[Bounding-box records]
▶

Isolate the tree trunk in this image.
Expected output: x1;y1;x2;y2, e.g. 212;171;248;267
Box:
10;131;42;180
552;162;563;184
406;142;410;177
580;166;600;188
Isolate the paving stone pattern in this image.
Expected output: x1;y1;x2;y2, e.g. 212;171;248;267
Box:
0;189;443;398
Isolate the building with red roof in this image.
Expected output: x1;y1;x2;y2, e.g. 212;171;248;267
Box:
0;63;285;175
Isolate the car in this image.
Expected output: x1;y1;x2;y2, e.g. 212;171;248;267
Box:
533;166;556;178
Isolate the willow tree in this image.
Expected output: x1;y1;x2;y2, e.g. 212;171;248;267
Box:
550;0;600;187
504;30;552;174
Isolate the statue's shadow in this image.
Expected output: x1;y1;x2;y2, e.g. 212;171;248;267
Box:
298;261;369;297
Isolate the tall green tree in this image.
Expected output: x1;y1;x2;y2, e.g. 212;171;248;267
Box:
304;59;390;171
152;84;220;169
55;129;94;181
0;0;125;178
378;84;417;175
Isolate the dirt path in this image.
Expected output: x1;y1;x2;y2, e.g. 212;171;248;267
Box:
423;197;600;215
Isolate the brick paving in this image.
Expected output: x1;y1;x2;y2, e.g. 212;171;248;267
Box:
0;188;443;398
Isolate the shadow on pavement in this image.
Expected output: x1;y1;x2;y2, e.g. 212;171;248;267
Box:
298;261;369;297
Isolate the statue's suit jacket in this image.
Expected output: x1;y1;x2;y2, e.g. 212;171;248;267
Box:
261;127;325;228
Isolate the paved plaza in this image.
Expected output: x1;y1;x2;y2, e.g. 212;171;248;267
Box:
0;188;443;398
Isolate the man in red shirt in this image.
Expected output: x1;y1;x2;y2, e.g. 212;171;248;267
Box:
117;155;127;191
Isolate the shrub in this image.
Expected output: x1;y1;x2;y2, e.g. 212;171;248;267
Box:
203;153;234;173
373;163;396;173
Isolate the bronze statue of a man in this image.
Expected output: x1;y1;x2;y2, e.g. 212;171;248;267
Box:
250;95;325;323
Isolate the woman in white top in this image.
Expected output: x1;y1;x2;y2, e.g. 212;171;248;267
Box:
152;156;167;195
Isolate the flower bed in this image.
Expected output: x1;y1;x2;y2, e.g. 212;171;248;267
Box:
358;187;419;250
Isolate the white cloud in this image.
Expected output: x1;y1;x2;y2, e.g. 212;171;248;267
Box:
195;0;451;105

◀
▶

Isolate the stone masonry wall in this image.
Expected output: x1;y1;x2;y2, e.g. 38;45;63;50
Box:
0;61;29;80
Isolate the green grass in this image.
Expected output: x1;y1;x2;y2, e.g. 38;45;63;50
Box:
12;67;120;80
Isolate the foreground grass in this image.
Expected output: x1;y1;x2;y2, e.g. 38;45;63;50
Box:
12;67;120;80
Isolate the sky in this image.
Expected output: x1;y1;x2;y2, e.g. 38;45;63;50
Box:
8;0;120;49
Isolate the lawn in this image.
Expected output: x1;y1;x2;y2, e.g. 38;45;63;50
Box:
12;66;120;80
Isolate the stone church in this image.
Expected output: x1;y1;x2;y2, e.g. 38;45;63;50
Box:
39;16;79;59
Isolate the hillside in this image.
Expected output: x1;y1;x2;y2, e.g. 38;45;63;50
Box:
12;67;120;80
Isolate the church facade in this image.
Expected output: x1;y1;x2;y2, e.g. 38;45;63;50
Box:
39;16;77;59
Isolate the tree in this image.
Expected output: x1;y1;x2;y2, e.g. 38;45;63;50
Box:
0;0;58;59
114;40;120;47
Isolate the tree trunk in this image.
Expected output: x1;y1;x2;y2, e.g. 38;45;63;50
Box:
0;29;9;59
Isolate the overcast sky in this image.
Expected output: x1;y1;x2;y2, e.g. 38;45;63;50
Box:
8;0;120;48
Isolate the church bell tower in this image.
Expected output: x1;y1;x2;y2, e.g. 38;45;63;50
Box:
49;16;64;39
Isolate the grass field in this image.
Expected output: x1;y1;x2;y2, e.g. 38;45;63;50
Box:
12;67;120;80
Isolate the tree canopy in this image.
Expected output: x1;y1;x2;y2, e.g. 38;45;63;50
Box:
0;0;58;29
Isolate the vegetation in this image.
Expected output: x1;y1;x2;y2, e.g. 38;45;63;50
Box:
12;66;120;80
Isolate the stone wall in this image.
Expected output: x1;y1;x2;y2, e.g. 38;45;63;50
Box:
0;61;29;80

◀
▶

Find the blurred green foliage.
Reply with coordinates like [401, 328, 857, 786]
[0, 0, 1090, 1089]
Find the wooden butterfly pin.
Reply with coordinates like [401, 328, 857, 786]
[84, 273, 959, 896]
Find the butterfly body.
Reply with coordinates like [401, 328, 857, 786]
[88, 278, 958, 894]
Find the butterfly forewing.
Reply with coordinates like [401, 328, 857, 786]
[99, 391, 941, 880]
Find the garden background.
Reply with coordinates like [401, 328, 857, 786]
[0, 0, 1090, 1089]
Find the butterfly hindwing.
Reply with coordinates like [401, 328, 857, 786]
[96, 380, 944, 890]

◀

◆ SET TASK
Select every line in the records that includes the word "paving" and copy each one.

◆ EXERCISE SOLUTION
Isolate the paving stone pattern in this image.
Isolate the brick paving in this image.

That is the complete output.